**TRAVAIL DEMANDÉ**
1 > Dans l'extrait sur l'épuisement des recours, combien de fois le ministre de l'Education nationale et des Cultes a-t-il répondu par écrit aux intéressés ?
2 > Poursuivez l'extrait sur l'épuisement des recours en reprenant après sa dernière phrase.

**TEXTE PRÉSENTÉ**

══════════════════════════════

En outre, à aucun moment, ni devant les juridictions nationales ni devant la Commission, les intéressés ne se sont plaints de l’inaction de l’administration quant à l’accueil ou au rejet de leurs demandes des 28 juin et 18 octobre 1983 (paragraphe 9 ci-dessus). Le ministre de l’Education nationale et des Cultes leur avait, à cinq reprises, répondu par écrit qu’il était en train d’instruire le dossier (paragraphe 11 ci-dessus). La Cour constate qu’il n’y a jamais eu ni décision explicite ni silence de l’administration ouvrant le délai prévu à l’article 46 par. 1 du décret n° 18/1989 et les requérants restèrent dans l’expectative depuis le 18 octobre 1983.

La Cour rappelle que l’article 26 de la Convention (art. 26) n’exige l’épuisement que des recours accessibles, adéquats et relatifs aux violations incriminées (arrêts Ciulla c. Italie du 22 février 1989, série A n° 148, p. 15, par. 31, et Pine Valley Developments Ltd et autres c. Irlande du 29 novembre 1991, série A n° 222, p. 22, par. 48). Du reste, celui qui a exercé un recours de nature à remédier directement à la situation litigieuse - et non de façon détournée - n’est pas tenu d’en engager d’autres qui lui eussent été ouverts mais dont l’efficacité est improbable.

══════════════════════════════

(Enregistrements de points annotés)
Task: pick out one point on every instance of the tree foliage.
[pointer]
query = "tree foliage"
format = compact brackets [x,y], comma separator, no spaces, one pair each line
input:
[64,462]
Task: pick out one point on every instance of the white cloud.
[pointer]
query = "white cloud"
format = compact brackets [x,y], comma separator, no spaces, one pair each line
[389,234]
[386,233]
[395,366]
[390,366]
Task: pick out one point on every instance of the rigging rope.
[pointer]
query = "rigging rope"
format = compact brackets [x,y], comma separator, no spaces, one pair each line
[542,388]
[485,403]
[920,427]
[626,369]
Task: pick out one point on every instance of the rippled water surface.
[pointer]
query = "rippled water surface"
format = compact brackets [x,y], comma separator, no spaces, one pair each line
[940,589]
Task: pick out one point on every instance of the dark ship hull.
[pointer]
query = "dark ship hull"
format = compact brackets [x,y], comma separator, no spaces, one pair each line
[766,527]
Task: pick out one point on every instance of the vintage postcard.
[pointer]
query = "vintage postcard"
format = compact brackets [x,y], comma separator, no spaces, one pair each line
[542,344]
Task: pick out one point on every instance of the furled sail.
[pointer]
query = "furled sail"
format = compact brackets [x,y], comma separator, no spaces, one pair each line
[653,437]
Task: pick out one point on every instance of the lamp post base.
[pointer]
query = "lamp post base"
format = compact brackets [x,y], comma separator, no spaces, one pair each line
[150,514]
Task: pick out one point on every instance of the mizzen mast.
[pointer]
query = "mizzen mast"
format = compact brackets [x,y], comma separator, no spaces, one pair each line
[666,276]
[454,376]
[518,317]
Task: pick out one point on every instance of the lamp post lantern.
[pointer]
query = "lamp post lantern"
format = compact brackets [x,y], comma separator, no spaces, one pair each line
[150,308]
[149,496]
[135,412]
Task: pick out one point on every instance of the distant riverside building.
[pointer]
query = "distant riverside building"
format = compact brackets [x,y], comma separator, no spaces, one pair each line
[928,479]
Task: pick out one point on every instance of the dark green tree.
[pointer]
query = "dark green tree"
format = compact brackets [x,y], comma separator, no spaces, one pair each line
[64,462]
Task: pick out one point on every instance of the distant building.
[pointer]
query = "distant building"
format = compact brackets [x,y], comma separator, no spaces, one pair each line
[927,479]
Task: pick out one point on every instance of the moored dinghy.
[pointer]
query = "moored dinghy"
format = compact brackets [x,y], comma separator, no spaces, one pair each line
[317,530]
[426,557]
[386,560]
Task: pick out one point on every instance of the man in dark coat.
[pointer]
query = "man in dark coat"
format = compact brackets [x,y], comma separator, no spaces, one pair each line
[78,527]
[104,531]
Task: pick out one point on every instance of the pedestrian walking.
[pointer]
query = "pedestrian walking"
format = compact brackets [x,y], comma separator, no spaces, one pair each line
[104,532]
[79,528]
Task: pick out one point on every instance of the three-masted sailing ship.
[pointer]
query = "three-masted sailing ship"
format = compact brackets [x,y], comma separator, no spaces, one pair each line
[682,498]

══════════════════════════════

**RÉPONSES**
1 > À cinq reprises.

2 >
Or la Cour relève qu’un doute quant au point de départ des délais prévus aux articles 45 par. 4 et 46 par. 1 du décret n° 18/1989 (paragraphe 27 ci-dessus) pouvait exister dans l’esprit des requérants : en effet, après la seconde demande d’autorisation des intéressés, du 18 octobre 1983, le ministre de l’Education nationale et des Cultes répondit à ceux-ci le 25 novembre 1983, donc avant l’expiration des trois mois à partir du dépôt de ladite demande (article 45 par. 4 du décret susmentionné) ; il n’y avait pas alors silence de l’administration équivalant à un refus tacite d’accorder l’autorisation sollicitée.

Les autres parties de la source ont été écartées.